--- EXERCISE TASK ---
Can you transcribe the records word for word, from their very first line through the line containing "pixel 483 88", including that line and leaving out the pictures?

--- MATERIAL SHOWN ---
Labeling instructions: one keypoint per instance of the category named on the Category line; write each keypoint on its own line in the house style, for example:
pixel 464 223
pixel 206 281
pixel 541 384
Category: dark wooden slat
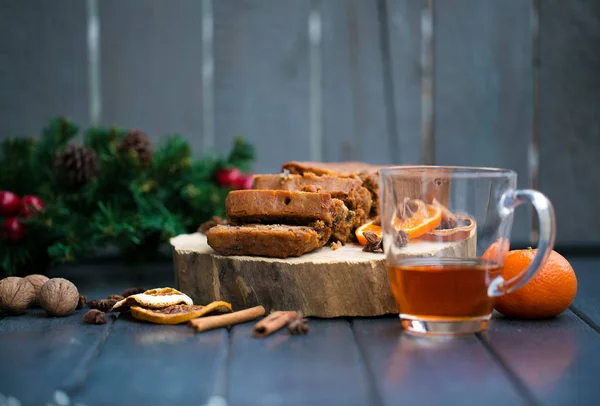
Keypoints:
pixel 411 370
pixel 39 353
pixel 321 368
pixel 587 301
pixel 483 88
pixel 404 33
pixel 356 126
pixel 261 78
pixel 570 114
pixel 98 280
pixel 43 64
pixel 143 363
pixel 556 359
pixel 151 66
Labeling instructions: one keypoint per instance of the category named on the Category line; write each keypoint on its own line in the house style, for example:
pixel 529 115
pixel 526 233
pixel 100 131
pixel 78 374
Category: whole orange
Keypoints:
pixel 547 294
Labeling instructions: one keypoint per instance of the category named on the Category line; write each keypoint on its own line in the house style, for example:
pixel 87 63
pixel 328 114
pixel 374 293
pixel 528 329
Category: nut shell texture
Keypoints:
pixel 59 297
pixel 16 295
pixel 37 281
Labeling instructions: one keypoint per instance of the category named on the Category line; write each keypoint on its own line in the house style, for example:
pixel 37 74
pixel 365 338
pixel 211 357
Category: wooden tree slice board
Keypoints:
pixel 324 283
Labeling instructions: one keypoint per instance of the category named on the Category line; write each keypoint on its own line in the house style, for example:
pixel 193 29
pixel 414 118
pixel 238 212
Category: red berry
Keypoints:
pixel 9 203
pixel 29 205
pixel 245 181
pixel 228 177
pixel 12 229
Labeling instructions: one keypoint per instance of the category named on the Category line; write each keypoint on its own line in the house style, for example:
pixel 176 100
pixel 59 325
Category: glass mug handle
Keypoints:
pixel 547 235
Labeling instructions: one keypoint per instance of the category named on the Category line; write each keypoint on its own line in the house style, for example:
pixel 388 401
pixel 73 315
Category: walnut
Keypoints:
pixel 59 297
pixel 16 295
pixel 37 281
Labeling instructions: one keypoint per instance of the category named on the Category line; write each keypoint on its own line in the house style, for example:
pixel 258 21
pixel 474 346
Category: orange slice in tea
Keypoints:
pixel 423 219
pixel 360 232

--- SOLUTION ---
Labeling instructions: one keypoint per instance of the category named on the Category line; write each keypoint on its own line in the house style, for example:
pixel 464 223
pixel 206 281
pixel 541 384
Category: dark wooden slat
Keypoints:
pixel 411 370
pixel 39 353
pixel 321 368
pixel 587 301
pixel 483 88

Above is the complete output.